(TASK PROMPT):
Copy the following lines word for word.
╔══
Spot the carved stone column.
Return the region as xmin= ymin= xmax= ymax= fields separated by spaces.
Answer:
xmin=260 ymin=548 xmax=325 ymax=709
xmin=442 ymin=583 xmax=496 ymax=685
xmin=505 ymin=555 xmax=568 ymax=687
╚══
(WRITTEN SOLUTION):
Spot the carved stone column.
Return the region as xmin= ymin= xmax= ymax= fields separated by spaces.
Answer:
xmin=260 ymin=548 xmax=325 ymax=709
xmin=442 ymin=583 xmax=496 ymax=685
xmin=505 ymin=555 xmax=568 ymax=687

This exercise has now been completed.